BEGIN

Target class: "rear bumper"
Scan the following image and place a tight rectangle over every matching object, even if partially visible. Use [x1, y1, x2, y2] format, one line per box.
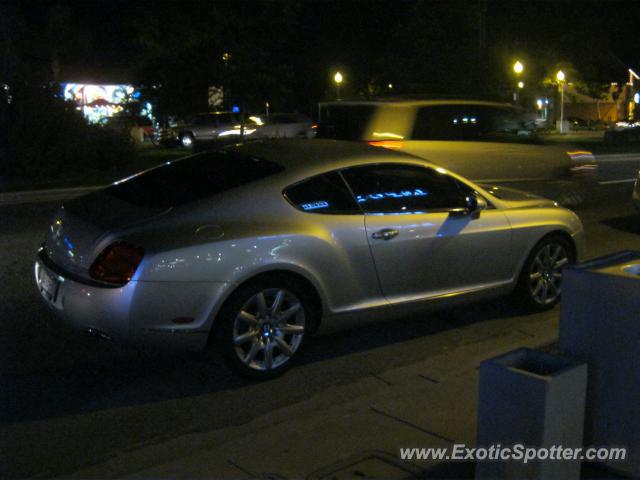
[34, 257, 233, 352]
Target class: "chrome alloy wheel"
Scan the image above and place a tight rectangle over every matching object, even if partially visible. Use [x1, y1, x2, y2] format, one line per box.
[232, 288, 305, 371]
[529, 243, 569, 305]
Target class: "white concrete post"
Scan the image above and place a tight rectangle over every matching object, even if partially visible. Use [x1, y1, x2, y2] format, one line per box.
[476, 348, 587, 480]
[560, 251, 640, 477]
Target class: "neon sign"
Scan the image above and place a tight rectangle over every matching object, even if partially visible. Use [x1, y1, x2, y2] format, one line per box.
[356, 188, 428, 203]
[62, 83, 137, 123]
[301, 201, 330, 211]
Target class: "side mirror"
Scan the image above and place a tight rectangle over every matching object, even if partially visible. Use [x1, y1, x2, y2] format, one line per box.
[468, 193, 488, 212]
[450, 193, 487, 218]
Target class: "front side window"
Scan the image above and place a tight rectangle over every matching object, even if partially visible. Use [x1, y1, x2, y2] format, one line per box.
[194, 114, 217, 126]
[340, 164, 469, 214]
[215, 113, 238, 125]
[284, 172, 361, 214]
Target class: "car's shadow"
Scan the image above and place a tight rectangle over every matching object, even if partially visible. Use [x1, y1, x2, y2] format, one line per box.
[0, 297, 534, 425]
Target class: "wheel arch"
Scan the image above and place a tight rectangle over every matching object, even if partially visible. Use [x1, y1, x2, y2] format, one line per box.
[178, 130, 195, 144]
[515, 228, 577, 284]
[540, 229, 577, 260]
[208, 268, 325, 346]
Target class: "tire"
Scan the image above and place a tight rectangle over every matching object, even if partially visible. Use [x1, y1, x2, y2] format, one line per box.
[215, 277, 313, 378]
[515, 235, 575, 311]
[180, 133, 195, 148]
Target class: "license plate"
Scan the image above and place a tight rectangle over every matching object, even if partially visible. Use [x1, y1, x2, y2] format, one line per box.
[37, 262, 60, 304]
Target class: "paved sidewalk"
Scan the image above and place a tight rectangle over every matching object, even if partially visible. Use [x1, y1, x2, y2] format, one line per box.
[70, 315, 560, 480]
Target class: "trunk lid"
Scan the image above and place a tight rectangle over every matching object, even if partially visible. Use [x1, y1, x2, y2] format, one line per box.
[42, 189, 168, 278]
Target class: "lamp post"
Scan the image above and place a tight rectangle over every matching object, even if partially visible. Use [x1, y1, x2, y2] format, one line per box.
[334, 72, 343, 100]
[513, 61, 524, 102]
[556, 70, 566, 134]
[222, 52, 231, 109]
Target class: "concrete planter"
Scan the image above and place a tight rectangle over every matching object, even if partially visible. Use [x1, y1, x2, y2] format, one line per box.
[560, 251, 640, 477]
[476, 348, 587, 480]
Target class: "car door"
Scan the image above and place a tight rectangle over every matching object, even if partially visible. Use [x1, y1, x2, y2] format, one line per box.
[340, 163, 513, 303]
[192, 114, 218, 140]
[283, 171, 385, 314]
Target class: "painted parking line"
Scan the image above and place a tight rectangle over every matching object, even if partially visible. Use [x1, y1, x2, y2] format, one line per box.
[598, 178, 637, 185]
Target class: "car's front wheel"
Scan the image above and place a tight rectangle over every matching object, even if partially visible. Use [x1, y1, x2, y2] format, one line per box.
[216, 278, 310, 378]
[516, 235, 575, 311]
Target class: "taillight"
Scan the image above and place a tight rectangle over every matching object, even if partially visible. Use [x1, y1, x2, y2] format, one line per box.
[366, 140, 404, 149]
[89, 241, 145, 285]
[567, 150, 597, 177]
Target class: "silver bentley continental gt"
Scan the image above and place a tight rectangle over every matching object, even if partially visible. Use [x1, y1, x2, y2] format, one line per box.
[35, 139, 584, 377]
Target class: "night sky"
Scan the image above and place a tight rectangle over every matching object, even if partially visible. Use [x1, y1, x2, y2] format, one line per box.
[26, 1, 636, 68]
[4, 0, 640, 111]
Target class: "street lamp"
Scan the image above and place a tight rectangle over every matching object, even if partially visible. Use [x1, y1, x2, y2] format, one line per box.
[513, 61, 524, 75]
[513, 61, 524, 102]
[334, 72, 343, 100]
[556, 70, 566, 134]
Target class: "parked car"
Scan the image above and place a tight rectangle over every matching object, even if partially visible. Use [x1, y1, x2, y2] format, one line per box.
[35, 139, 584, 377]
[317, 100, 597, 205]
[173, 112, 257, 148]
[566, 117, 590, 130]
[251, 113, 315, 139]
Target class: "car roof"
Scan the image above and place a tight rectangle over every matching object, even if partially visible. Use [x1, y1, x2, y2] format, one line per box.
[223, 139, 436, 181]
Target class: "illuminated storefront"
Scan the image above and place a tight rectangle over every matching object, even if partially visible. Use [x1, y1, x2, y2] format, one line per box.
[62, 83, 152, 123]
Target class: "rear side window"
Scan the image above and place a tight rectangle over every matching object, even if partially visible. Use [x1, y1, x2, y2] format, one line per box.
[107, 151, 283, 208]
[284, 172, 361, 214]
[411, 105, 536, 142]
[341, 164, 468, 213]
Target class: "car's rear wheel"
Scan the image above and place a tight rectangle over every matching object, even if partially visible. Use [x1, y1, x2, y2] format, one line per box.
[217, 278, 310, 378]
[516, 235, 575, 311]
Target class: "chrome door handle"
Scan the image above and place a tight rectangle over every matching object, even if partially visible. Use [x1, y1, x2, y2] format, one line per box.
[371, 228, 399, 240]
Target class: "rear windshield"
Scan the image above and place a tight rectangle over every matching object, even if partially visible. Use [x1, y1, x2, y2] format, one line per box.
[316, 104, 377, 140]
[106, 151, 283, 208]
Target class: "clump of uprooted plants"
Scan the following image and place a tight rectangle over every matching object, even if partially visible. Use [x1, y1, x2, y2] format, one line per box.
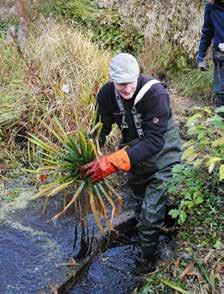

END

■ **PROBLEM STATEMENT**:
Which lines in the listing above include the string "door"? Copy each of them.

■ **RESULT OF THIS EXERCISE**:
Target class: "car door"
Target class: "chrome door handle"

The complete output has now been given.